◆ **Try it**
Transcribe the records below exactly, from their first line through the line containing "on the whisker.". Omit every line after it.

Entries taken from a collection
-=-=-

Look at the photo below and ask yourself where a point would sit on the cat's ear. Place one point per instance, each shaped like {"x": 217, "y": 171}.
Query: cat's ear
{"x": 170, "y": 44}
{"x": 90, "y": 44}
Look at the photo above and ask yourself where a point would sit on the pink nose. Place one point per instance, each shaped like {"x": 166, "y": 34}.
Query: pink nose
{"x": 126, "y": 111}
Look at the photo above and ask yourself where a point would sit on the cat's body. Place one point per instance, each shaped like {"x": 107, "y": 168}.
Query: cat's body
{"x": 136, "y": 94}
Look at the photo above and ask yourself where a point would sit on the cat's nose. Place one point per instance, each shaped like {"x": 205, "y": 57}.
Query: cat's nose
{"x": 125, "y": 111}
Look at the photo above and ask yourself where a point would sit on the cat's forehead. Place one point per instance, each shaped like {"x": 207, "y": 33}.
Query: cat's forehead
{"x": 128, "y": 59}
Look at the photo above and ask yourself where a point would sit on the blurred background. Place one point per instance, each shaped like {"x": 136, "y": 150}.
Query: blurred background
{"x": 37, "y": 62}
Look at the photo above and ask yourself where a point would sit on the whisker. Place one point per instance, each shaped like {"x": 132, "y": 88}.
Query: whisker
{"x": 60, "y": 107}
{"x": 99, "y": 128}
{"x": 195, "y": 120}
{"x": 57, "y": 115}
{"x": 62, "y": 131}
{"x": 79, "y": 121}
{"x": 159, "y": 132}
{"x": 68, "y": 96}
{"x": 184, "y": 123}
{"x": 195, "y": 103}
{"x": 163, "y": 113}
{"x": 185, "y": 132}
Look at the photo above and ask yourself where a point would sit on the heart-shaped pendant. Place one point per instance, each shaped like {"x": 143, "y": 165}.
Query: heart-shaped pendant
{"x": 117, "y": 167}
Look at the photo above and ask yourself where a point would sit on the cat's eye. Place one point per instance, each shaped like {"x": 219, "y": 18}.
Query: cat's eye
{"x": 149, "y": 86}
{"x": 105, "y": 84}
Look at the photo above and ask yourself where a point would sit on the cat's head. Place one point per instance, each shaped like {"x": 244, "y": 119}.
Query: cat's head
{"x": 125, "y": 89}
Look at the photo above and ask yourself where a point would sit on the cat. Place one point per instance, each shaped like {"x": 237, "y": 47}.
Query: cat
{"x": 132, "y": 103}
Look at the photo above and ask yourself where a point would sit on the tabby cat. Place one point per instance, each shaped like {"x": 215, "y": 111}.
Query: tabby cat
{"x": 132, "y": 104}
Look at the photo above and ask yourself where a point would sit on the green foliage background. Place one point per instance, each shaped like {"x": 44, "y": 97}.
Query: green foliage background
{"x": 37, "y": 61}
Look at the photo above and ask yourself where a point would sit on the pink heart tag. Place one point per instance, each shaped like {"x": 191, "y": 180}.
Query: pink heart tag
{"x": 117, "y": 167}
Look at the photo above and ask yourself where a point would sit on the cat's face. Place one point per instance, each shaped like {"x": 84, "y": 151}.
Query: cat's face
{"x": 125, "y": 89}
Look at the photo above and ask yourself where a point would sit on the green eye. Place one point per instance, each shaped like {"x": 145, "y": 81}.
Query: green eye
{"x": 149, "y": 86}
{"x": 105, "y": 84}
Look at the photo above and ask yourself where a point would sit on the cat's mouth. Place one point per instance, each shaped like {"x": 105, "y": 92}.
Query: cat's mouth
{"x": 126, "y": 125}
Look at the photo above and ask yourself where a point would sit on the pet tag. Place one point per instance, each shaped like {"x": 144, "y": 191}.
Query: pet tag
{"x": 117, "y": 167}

-=-=-

◆ **Solution to this problem**
Look at the photo below and ask yourself where a point would sit on the cat's ear. Place one point per instance, each shaped like {"x": 217, "y": 171}.
Query: cat's ear
{"x": 170, "y": 44}
{"x": 90, "y": 44}
Look at the photo above and ask yourself where a point would sit on the pink nose. Place one point per instance, each shaped like {"x": 166, "y": 34}.
Query: pink nose
{"x": 126, "y": 111}
Look at the photo above and ask yourself where a point would sit on the cat's body. Place one point per instance, each shaped like {"x": 107, "y": 168}.
Query: cat's body
{"x": 136, "y": 94}
Look at the photo above and ask yourself where a point would sit on the cat's nose. Place one point per instance, each shaped like {"x": 205, "y": 57}.
Query: cat's nose
{"x": 125, "y": 111}
Look at the photo above and ask yourself where a point would sit on the cat's forehead. Place one point per instance, each shaped like {"x": 207, "y": 33}.
Query: cat's forehead
{"x": 128, "y": 59}
Look at the photo above and ask yourself where a point would sit on the blurred background. Place one point per instance, each shaped like {"x": 136, "y": 150}.
Query: blurred background
{"x": 37, "y": 62}
Look at the photo above and ask yourself where a point would sit on the whisker. Place one point per instance, each shaped like {"x": 132, "y": 88}.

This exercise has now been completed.